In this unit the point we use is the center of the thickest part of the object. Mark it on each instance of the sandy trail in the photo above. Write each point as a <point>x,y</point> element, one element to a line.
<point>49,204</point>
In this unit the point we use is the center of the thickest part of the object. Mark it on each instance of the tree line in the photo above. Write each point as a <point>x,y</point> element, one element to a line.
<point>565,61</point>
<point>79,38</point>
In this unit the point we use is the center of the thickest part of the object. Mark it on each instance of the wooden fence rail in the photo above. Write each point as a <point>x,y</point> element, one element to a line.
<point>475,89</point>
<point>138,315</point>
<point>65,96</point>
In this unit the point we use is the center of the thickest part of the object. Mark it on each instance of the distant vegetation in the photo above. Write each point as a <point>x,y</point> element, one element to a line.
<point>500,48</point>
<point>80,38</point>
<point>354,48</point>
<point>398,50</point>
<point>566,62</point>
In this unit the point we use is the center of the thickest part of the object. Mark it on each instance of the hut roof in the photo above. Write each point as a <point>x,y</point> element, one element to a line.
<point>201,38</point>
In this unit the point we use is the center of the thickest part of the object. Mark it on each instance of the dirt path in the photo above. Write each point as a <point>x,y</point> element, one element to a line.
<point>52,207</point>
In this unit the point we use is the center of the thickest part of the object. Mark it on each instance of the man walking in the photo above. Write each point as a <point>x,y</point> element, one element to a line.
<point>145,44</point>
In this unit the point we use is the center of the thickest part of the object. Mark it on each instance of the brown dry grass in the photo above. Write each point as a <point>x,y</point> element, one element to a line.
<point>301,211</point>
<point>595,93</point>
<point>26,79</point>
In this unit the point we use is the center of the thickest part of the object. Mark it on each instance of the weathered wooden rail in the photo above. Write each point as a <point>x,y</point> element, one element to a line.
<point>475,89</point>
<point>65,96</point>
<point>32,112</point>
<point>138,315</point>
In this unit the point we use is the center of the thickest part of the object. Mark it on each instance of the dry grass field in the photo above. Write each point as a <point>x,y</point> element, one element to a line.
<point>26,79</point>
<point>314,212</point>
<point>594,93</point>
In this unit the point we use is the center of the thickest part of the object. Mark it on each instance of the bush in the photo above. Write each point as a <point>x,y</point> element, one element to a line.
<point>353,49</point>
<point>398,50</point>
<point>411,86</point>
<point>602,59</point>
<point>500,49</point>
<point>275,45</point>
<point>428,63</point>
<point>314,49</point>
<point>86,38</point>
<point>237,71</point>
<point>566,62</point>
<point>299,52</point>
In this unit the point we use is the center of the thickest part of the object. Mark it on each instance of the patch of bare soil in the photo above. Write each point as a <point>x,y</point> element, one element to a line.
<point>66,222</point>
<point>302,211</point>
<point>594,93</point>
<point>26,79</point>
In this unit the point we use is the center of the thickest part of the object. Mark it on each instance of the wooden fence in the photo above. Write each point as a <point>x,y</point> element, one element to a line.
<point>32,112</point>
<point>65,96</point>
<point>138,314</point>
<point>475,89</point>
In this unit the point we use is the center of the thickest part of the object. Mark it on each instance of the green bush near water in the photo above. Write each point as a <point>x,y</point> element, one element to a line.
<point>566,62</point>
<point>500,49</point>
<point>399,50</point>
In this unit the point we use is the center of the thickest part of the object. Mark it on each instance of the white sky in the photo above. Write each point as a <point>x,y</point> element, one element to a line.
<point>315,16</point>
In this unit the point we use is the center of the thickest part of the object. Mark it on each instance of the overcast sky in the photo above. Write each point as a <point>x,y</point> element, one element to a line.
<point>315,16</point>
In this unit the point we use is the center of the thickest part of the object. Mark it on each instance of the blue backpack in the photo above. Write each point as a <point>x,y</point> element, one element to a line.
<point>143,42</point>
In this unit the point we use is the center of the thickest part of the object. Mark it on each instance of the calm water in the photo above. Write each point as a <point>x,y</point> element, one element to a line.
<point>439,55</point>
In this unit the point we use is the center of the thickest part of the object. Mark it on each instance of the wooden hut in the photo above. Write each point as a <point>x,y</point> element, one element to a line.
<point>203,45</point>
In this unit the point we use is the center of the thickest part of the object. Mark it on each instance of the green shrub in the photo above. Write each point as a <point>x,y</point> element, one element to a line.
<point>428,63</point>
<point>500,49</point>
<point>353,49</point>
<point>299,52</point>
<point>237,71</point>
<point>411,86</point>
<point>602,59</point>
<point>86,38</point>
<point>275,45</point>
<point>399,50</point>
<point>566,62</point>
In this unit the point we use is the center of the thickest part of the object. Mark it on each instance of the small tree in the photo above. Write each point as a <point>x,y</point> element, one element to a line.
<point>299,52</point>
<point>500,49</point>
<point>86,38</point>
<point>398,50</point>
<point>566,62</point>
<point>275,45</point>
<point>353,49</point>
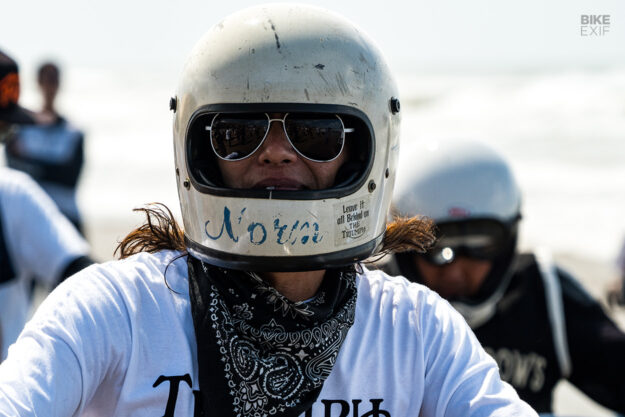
============================================================
**Goal of the exercise:** What you return should be the entries from above, unchanged and without their images.

**Final answer:**
In this unit the point we use is the center of the thickest part of the object. Mark it on each instance of the sandy trail in the photo above. Write each point as a <point>x,y</point> element, one element to a line.
<point>49,204</point>
In this unit the point we use is the center of the thickest part of the object. Mark it on each instance of the tree line in the photo above. Write each point as a <point>x,y</point> element, one element to a line.
<point>565,61</point>
<point>79,38</point>
In this unit the point we use is the center of the thickest part of the object. Mark it on each instance of the wooden fence rail in the photo above. Write each point as a <point>x,y</point> element, one element to a line.
<point>475,89</point>
<point>138,315</point>
<point>65,96</point>
In this unit the point we use is the center of the thickest part of the object. Mark it on each instance of the distant vegetation in the photo above. Write each point as a <point>x,y</point> element, one element to a line.
<point>500,48</point>
<point>80,38</point>
<point>354,48</point>
<point>398,50</point>
<point>566,62</point>
In this unit the point we use is the center of the thickest part of the object. Mark it on each instance of the hut roof in the photo above. Write each point as a <point>x,y</point> element, one element to a line.
<point>201,38</point>
In this unit the point we use is the center of the thickest part of the object. Mark it on each instance of the dirt path in the photo above. Write each point as a <point>x,y</point> element, one element to a line.
<point>52,207</point>
In this unit the point we use is the center of the thickest part of the object. Mark it on each instance of the man walking in the photo above. Write each point as a <point>x,y</point> element, one element to a line.
<point>145,44</point>
In this unit the point we use is the center of the thickest part of the object. Mark it on each instance of the brown dry grass in the photo above. Write each point as a <point>x,y</point> element, one element to a line.
<point>301,211</point>
<point>595,93</point>
<point>26,79</point>
In this unit the point we use is the center of the thickest part of the object. Mark it on each instance of the weathered wooden rail in the photo above. Write each point as a <point>x,y</point> element, one element to a line.
<point>475,89</point>
<point>65,96</point>
<point>32,112</point>
<point>138,315</point>
In this unit the point we use is the center of the thickest part of the object. Mark it on each instance of the dry grass field in the photo above. Write each point as a <point>x,y</point> element, one element to a line.
<point>26,79</point>
<point>314,212</point>
<point>594,93</point>
In this unit the point we use is the center of the thickest part of the object. Mark it on each instance of the bush in the photo above. Write each point as a <point>x,y</point> element, one element to a line.
<point>353,49</point>
<point>398,50</point>
<point>411,86</point>
<point>602,59</point>
<point>500,49</point>
<point>275,45</point>
<point>428,63</point>
<point>314,49</point>
<point>86,38</point>
<point>237,71</point>
<point>566,62</point>
<point>299,52</point>
In this unit the point we use is the center of the thickest part of the object. Mark it on each instance of the patch of bare soil in the photo above. Write each point as a <point>x,y</point> element, one element to a line.
<point>66,222</point>
<point>302,211</point>
<point>594,93</point>
<point>26,79</point>
In this unit the point we use is the center of the thickest part of the object. Mark it on each instance of the wooden fence in the photo above. Write each point as a <point>x,y</point> element, one element to a line.
<point>32,112</point>
<point>65,96</point>
<point>138,314</point>
<point>475,89</point>
In this unit the point we use is the center of the thickest part of the object. Mark it on each instance of the green bush near water in the photo above. Write each point as a <point>x,y</point> element, one element to a line.
<point>566,62</point>
<point>500,49</point>
<point>399,50</point>
In this unit the point we use is the center of the thickest part of the object. Mark it on each instance of the white sky in the photo above. Write each point as a <point>x,y</point> element, one element to a line.
<point>315,16</point>
In this unit the point we use is the center of the thickest part of the object. Mark it on each instance of the overcast sky in the photo above. Write each point as a <point>x,y</point> element, one element to a line.
<point>315,16</point>
In this unit the point we use is the center of the thickest part of the object. Mark it on each instance of the blue backpack in the photo above. Write each point as a <point>x,y</point> element, one element to a line.
<point>143,42</point>
In this unit the point we use is the center of the thickest part of the object. Mark it on each instance of the calm water in the photo above. Write each point as a <point>x,y</point> element, one element to a line.
<point>439,55</point>
In this unit the point we use is the center of the thickest part of the object. Mark it on each instance of the wooden hut in the photo above. Write each point as a <point>x,y</point> element, one element to a line.
<point>203,45</point>
In this unit the point we use is the center of the thickest part of the object. Mark it on each instance of the green shrub in the photo above. Write each point as a <point>x,y</point> element, one element to a line.
<point>428,63</point>
<point>500,49</point>
<point>353,49</point>
<point>299,52</point>
<point>237,71</point>
<point>411,86</point>
<point>602,59</point>
<point>86,38</point>
<point>275,45</point>
<point>399,50</point>
<point>566,62</point>
In this unit the point we use is the center of the thickest part of the object. Mark it on each instance of the small tree in the photo above. Write each point as a <point>x,y</point> element, one element to a line.
<point>299,52</point>
<point>500,49</point>
<point>86,38</point>
<point>398,50</point>
<point>566,62</point>
<point>275,45</point>
<point>353,49</point>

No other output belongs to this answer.